# [Exercise directions]
Locate every line in the material below that contains the word "wheel" and copy each of those lines.

** Start Dataset content **

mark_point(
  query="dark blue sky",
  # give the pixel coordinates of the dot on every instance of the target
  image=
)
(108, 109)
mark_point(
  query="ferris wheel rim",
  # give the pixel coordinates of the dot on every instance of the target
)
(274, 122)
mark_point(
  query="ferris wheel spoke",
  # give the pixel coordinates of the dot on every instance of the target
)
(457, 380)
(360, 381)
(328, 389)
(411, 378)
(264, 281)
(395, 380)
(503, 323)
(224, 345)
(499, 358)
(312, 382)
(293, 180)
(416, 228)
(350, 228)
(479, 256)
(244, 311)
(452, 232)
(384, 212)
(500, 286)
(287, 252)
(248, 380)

** End Dataset content **
** Start Dataset content **

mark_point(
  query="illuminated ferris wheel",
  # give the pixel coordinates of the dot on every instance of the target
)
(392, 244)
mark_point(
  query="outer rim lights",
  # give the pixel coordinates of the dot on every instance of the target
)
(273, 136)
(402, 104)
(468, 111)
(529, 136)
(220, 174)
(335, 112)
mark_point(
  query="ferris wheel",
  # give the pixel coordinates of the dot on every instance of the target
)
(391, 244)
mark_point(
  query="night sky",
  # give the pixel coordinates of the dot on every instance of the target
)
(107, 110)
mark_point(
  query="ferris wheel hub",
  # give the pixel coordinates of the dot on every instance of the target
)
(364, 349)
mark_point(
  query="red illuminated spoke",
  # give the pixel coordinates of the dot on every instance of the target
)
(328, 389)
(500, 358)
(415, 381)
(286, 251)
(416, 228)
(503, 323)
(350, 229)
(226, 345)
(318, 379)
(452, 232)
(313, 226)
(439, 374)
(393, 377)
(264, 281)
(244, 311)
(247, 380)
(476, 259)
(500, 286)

** End Dataset content **

# [Response to this task]
  query="ferris wheel rim",
  query="ferris wheel spoke",
  query="illuminated ferris wheel",
  query="ferris wheel",
  query="ferris wheel hub",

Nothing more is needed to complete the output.